● **PROBLEM SET**:
1/ In the Ecuador tour report, list every number that is written in figures.
2/ Write the next part of the Ecuador tour report.

● **SOURCE TEXT**:
◇ ◇ ◇ ◇ ◇

Ecuador Tour Report ~ 21st July to 19th August 2001,

Chris & Alison Hall

With a four wheel drive hired for four weeks and a 42 page checklist totalling 1583 species, we arrived in Ecuador with the excited anticipation of two kids on Christmas morning. Owing to the wide range of altitude and climates in this Andean country, there are various habitat types, homes for one of the world's most diverse avifaunas. There are all kinds of parrots, quetzals, trogons, toucans, jacamars, motmots, puffbirds, barbets, antpittas, manakins, cotingas, tapaculos, flowerpiercers, honeycreepers, oropendolas, caciques, saltators and other exotica. The list goes on and on and on. The tanagers alone put on a constant fashion parade of fancies with colourful names like Beryl-spangled,Glistening-green, Green-and-gold, Golden, Emerald, Grass-green, Turquoise, Blue-and-black, Orange-eared, Flame-faced, Saffron-crowned, Blue-necked, Bay-headed, Opal-rumped, Silver-beaked, Masked Crimson, Blue-winged Mountain and the amazingly psychedelic Paradise Tanager. Then there is a dazzling assortment of 'hummers'. These glittering prizes include hermits, fairies, woodnymphs, sylphs, woodstars, hillstars, violetears, incas, brilliants, emeralds, coronets, sunangels and trainbearers. It doesn't get much better than this.

◇ ◇ ◇ ◇ ◇

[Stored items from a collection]
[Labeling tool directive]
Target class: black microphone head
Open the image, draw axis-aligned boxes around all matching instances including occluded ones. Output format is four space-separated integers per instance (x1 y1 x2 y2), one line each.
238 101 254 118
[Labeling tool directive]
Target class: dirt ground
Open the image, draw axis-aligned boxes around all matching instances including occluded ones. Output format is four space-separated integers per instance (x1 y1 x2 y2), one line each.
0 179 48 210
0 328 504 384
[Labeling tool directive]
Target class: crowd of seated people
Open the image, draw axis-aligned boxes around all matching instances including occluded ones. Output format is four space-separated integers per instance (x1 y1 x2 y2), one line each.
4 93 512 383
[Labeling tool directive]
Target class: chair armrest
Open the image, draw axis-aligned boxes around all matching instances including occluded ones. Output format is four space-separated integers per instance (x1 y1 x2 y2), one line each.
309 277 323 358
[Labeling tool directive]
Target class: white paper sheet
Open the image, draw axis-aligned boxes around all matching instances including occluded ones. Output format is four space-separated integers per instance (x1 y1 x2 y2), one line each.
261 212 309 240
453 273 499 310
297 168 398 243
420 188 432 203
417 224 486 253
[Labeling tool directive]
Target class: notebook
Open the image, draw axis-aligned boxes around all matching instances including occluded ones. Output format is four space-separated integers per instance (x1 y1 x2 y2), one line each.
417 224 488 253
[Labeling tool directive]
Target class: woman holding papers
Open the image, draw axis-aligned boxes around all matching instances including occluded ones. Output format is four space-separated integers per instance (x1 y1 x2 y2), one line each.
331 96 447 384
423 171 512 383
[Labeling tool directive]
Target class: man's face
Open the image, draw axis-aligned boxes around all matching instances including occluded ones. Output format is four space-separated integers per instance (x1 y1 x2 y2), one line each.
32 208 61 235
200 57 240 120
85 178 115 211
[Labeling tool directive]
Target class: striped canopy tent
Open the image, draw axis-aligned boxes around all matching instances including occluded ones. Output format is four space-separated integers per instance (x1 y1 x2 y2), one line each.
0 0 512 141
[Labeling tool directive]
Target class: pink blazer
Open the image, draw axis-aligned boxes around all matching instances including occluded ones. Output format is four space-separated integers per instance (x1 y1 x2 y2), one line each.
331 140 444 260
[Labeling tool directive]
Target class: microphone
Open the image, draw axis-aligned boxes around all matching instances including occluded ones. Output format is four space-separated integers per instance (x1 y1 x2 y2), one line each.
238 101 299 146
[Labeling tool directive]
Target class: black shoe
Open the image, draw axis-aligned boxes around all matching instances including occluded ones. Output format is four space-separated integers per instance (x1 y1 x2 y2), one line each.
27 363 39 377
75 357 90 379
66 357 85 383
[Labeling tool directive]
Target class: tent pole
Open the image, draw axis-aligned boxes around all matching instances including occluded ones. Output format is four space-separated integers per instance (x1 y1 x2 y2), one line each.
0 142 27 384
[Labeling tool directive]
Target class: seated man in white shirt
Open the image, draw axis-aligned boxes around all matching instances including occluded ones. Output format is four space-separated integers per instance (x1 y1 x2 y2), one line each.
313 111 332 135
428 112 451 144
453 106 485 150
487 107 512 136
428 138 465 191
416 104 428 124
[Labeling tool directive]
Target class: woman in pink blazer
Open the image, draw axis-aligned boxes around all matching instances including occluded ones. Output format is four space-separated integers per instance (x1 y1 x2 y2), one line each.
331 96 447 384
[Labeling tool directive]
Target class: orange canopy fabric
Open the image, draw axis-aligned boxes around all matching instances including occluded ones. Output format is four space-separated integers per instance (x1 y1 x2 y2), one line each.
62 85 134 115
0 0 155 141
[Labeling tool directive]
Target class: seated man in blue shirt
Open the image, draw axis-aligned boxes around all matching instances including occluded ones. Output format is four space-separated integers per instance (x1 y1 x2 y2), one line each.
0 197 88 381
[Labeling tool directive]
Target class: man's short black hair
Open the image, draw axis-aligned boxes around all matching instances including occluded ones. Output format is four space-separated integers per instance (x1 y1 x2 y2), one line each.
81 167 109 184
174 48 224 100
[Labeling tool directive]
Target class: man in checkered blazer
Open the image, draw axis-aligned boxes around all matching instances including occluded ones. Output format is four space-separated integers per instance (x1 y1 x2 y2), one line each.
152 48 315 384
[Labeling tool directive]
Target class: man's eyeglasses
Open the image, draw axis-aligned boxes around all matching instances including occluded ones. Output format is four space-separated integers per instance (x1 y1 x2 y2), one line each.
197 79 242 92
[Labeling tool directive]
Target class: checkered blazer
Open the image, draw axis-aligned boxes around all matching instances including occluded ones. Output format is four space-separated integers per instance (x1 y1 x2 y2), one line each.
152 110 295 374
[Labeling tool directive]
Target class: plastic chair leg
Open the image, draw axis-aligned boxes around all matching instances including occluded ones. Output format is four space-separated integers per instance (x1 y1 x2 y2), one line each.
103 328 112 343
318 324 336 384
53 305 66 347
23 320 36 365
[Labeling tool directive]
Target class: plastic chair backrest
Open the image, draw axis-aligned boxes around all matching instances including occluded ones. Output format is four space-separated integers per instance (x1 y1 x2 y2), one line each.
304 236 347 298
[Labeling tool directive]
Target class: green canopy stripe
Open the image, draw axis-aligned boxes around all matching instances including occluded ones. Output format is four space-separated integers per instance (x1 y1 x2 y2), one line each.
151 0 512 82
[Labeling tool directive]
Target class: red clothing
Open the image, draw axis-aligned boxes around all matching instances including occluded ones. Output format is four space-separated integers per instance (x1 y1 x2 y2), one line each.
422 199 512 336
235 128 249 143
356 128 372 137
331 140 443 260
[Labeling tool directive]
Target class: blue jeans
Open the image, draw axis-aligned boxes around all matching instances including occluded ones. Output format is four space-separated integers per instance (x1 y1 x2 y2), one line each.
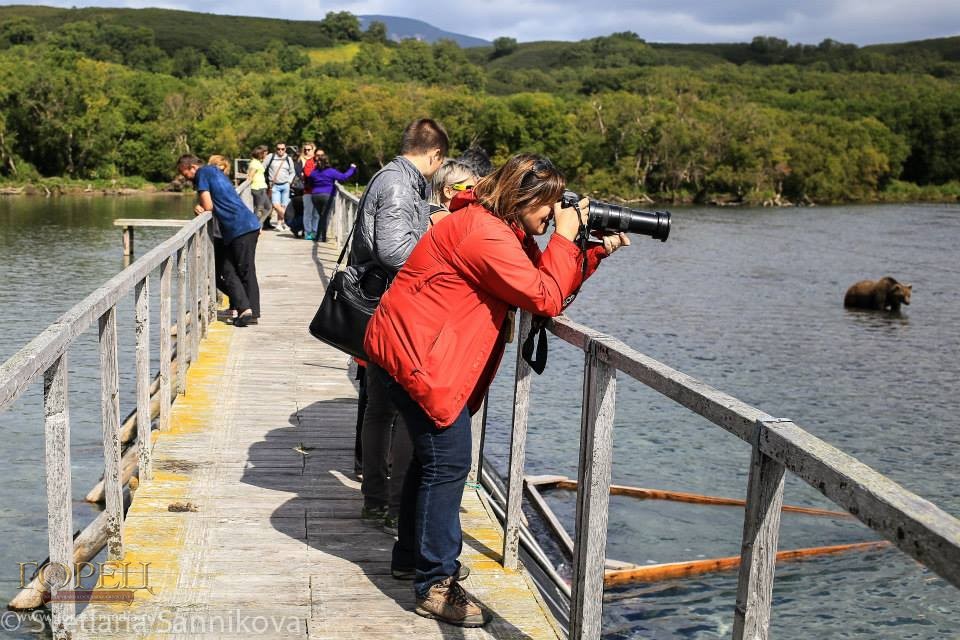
380 369 472 598
270 182 290 207
303 193 330 240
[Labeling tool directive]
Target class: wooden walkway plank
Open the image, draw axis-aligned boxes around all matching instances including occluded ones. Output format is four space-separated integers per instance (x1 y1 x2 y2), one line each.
73 233 561 640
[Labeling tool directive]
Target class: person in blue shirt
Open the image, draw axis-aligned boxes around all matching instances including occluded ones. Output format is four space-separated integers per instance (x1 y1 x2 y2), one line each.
177 154 260 327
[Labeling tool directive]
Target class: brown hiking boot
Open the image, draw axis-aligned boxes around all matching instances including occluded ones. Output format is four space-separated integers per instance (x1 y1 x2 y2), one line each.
415 577 491 627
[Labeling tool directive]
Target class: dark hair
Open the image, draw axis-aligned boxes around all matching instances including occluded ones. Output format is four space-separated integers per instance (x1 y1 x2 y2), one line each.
177 153 203 171
457 145 493 178
400 118 450 156
473 153 566 222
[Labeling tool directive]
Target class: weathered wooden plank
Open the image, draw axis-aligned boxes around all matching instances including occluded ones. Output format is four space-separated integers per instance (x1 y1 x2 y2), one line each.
760 421 960 587
190 231 202 363
207 219 219 323
113 218 191 227
570 341 617 640
0 214 209 410
733 423 785 640
550 318 766 442
197 225 210 338
523 478 574 558
503 311 533 569
467 397 489 484
123 225 133 256
159 256 173 431
43 354 76 640
177 245 190 396
134 276 153 481
100 307 123 560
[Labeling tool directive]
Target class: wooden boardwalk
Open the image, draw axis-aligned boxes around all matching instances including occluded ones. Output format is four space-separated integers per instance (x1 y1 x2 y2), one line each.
72 232 562 640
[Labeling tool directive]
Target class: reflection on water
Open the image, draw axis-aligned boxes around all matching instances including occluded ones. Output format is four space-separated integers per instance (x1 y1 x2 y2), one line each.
0 198 960 640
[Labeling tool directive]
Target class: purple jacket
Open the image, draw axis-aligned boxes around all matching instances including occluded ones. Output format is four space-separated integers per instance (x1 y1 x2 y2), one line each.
303 167 357 196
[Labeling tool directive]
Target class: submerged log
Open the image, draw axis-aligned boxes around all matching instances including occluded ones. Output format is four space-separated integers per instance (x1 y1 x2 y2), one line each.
7 489 131 611
603 540 890 587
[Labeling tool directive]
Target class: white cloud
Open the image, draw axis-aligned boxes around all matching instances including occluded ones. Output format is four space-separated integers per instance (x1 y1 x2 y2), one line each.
13 0 960 44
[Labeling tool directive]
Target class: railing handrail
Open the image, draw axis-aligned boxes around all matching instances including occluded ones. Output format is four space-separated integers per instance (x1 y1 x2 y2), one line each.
0 213 212 411
503 312 960 640
549 317 960 588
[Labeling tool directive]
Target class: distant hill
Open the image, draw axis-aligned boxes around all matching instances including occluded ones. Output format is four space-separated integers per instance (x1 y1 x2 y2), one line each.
357 16 491 49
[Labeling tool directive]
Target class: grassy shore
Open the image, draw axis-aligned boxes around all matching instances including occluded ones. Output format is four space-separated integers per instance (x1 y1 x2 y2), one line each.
0 177 181 196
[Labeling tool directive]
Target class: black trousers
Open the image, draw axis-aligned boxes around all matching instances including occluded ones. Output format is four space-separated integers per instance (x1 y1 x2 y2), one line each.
223 231 260 318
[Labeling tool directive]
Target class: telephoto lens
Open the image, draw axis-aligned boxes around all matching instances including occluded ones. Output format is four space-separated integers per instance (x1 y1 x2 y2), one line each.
561 191 670 242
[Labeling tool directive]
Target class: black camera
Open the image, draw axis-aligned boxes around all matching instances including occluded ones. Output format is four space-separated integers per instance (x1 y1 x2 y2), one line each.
560 191 670 242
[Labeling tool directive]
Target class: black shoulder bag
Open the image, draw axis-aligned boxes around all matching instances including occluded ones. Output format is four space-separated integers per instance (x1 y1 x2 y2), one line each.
310 180 390 360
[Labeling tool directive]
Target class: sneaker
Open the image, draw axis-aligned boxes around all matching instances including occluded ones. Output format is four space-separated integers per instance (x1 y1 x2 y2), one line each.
360 507 387 522
383 513 400 536
233 313 259 327
390 563 470 582
414 578 491 627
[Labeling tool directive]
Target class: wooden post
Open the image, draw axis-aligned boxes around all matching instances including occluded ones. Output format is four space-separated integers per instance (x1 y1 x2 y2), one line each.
123 225 133 256
100 306 123 560
160 257 173 431
43 353 76 640
177 244 190 396
134 276 153 482
207 218 220 322
467 396 489 484
191 231 201 364
570 340 617 640
197 225 210 338
503 311 533 569
733 419 785 640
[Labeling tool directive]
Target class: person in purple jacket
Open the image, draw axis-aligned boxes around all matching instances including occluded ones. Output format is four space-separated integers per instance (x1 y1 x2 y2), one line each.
303 149 357 242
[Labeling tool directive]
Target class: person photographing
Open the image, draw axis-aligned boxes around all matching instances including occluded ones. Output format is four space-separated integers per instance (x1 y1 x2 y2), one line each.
364 154 630 627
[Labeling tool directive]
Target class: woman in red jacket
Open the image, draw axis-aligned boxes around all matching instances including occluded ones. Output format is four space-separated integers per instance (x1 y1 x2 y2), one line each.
364 154 629 626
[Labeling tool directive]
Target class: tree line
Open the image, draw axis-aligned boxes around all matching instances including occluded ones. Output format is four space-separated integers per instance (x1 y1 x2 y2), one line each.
0 13 960 203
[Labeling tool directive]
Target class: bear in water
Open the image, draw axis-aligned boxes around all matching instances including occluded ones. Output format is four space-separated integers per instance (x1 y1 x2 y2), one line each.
843 276 913 311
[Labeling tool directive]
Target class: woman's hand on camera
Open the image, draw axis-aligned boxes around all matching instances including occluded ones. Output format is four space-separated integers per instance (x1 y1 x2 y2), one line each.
553 198 590 242
601 231 630 256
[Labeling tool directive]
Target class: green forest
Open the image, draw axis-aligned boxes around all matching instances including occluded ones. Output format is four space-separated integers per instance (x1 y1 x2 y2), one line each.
0 6 960 204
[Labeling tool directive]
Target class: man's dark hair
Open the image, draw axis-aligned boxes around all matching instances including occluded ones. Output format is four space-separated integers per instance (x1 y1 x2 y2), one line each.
457 145 493 178
400 118 450 156
177 153 203 171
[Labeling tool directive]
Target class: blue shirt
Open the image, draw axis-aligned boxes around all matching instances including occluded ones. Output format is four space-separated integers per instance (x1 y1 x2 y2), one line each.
193 164 260 244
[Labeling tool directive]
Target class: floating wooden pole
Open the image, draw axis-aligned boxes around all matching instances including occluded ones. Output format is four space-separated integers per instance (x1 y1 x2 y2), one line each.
603 540 890 587
544 476 853 519
84 348 177 504
7 490 130 611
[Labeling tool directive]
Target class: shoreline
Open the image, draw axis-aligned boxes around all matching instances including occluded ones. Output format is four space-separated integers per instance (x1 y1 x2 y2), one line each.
0 178 960 209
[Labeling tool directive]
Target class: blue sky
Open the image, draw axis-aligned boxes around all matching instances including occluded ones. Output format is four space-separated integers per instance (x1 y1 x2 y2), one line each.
11 0 960 45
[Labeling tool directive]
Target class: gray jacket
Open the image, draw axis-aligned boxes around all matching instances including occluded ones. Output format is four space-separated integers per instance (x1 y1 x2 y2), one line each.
350 156 430 276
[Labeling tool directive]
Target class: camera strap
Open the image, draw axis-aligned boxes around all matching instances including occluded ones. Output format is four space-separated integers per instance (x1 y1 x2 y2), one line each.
520 204 590 375
520 316 547 375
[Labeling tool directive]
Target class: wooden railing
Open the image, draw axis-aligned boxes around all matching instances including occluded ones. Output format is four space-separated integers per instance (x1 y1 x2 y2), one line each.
0 213 216 639
503 312 960 640
324 189 960 640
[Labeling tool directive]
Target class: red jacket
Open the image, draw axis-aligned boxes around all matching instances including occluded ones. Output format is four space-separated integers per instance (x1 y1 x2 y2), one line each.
364 192 606 427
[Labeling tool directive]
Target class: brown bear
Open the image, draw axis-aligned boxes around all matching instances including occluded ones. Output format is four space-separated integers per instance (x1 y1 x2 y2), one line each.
843 276 913 311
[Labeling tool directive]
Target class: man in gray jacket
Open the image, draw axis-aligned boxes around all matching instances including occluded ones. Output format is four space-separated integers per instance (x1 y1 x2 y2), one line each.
350 119 449 534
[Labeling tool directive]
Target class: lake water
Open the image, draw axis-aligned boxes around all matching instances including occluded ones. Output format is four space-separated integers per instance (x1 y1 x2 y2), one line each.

◇ ◇ ◇ ◇ ◇

● **RESULTS BY TASK**:
1/ 21st, 19th, 2001, 42, 1583

2/
Let's start on the slopes of Cotopaxi, a snow-capped volcanic cone rising 19,347 feet into the clouds, Ecuador's second highest point. Camping on the paramo, an arctic type vegetation above the tree line, we emerged from the tent into a chilly morning mist. A pair of Carunculated Caracaras stood hunched against the cold, awaiting clearer flying conditions. All around Plain-capped Ground-Tyrants fly a few yards and then stand jerkily upright like turbo-charged wheatears. Over breakfast we watch Bar-winged and Stout-billed Cinclodes and Plumbeous Sierra-Finches probe the stunted turf just a few feet away, completely unconcerned by our presence. The nearby Laguna Limpiopunga attracts a host of high altitude aquatic species including Speckled Teal, Andean Lapwing, Coot and Gull plus Greater Yellowlegs, Spotted and Baird's Sandpipers on migration from their breeding grounds in arctic North America. Driving higher, we parked among snow drifts at the end of the rough track, hoping for Rufous-bellied Seedsnipe, 14,763 feet above sea level, where the slightest exertion leaves one gasping for air. Battered by a strong cold wind, we struggled to stand up straight, let alone scan the barren slopes through binoculars and so we staggered back to the car. The ignition was dead. The starter motor had worked lose on the rough terrain, losing a vital part. What better place for a hill start!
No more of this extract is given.